[Data to process Boundary: Start]

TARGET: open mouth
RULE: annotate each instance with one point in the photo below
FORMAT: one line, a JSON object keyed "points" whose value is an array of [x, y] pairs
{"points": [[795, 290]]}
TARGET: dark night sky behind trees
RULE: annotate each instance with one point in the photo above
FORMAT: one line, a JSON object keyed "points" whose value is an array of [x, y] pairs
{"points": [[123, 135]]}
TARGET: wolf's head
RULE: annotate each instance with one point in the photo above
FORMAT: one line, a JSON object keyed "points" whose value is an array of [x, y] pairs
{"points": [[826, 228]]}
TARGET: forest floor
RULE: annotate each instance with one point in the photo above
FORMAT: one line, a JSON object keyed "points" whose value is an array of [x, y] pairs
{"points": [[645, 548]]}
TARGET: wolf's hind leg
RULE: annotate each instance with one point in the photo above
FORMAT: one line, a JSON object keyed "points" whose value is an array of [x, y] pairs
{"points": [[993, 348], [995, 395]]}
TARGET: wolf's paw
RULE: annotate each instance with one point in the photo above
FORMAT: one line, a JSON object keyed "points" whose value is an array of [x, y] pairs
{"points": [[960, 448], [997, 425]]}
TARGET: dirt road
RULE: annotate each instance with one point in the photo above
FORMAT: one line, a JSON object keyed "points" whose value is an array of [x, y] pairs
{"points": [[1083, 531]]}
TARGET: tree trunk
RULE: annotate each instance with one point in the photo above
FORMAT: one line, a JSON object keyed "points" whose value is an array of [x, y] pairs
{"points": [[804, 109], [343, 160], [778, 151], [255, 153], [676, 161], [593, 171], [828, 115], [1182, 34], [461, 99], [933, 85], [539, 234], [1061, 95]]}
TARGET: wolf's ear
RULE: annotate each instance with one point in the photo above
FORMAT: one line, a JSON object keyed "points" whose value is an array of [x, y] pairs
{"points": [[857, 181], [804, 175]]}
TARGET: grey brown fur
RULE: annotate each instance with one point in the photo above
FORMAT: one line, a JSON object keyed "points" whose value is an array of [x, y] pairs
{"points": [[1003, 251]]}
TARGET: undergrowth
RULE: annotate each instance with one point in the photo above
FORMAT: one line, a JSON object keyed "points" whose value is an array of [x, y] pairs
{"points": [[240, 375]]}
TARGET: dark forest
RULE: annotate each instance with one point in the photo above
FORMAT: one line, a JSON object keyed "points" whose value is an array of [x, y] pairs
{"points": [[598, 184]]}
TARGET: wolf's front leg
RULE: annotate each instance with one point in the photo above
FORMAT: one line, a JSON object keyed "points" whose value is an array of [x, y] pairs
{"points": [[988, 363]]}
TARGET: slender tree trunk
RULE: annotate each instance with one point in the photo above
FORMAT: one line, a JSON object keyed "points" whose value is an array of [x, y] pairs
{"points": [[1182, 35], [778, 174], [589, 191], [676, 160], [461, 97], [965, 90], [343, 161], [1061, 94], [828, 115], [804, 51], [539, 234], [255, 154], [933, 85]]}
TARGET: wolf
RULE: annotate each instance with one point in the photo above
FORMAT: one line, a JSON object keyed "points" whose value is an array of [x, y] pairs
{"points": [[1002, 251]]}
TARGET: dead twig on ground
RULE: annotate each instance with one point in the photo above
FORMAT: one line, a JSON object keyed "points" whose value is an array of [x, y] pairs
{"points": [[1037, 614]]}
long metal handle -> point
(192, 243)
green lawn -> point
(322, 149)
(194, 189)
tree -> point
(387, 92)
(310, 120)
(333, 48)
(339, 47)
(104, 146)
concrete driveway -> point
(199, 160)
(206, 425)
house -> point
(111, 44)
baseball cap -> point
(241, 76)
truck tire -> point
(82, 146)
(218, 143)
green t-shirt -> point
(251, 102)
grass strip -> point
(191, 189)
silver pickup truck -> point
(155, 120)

[Data to process Boundary: End]

▶ [Task objective]:
Where a line in the records above includes the string "wolf", show it.

▶ [Result of this exercise]:
TARGET: wolf's head
TARGET: wolf's hind leg
TARGET: wolf's paw
TARGET: wolf's ear
TARGET: wolf's front leg
TARGET: wolf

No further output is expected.